Only lines with the string "suit" are wanted. Pull them out of the data.

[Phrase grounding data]
◆ ◆ ◆

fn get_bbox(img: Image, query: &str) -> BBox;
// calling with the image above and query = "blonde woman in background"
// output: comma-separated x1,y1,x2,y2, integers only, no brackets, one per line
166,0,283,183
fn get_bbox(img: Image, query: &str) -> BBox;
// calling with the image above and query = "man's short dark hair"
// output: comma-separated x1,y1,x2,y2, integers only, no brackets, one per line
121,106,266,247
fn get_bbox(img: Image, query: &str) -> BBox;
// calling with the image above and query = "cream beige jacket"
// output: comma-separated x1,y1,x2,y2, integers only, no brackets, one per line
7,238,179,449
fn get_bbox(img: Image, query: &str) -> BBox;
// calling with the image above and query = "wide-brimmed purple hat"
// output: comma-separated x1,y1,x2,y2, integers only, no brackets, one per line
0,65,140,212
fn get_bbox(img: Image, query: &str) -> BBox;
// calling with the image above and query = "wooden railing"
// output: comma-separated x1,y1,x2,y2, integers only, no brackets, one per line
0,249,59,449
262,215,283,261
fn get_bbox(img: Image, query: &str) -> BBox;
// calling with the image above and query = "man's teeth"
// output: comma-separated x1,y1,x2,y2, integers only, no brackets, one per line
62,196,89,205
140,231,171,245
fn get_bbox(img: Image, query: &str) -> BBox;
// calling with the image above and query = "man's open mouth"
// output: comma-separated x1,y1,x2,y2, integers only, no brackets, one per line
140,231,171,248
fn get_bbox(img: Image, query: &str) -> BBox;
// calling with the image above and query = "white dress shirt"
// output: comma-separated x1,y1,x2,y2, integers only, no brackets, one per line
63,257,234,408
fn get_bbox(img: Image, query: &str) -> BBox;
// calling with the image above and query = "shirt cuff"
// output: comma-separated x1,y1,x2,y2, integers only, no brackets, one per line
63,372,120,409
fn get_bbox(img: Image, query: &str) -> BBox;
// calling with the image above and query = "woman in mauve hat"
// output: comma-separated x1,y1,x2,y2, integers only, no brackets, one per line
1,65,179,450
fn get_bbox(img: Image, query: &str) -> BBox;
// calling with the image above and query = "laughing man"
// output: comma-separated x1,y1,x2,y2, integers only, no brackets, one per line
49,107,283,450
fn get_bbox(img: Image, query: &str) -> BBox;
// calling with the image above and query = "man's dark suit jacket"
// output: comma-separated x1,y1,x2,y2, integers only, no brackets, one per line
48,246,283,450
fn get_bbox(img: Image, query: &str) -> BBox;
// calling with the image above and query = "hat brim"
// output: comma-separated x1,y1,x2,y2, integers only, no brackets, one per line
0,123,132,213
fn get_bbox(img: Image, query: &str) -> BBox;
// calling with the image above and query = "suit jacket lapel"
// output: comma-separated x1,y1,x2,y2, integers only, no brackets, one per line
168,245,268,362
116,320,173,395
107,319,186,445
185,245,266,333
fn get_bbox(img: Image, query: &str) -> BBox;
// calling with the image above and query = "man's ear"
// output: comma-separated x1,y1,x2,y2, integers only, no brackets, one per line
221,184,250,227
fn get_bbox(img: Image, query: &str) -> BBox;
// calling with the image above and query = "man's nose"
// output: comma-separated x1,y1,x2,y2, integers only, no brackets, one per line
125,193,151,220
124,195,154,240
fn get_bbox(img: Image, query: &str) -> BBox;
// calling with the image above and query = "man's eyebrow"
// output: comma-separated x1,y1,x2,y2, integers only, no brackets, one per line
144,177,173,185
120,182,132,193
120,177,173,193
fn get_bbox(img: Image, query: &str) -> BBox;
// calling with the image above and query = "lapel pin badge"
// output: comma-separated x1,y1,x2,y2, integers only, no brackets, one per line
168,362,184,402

◆ ◆ ◆

* **Response area**:
// calling with the image above and query = "man's dark suit jacket"
// calling with the image above and query = "suit jacket lapel"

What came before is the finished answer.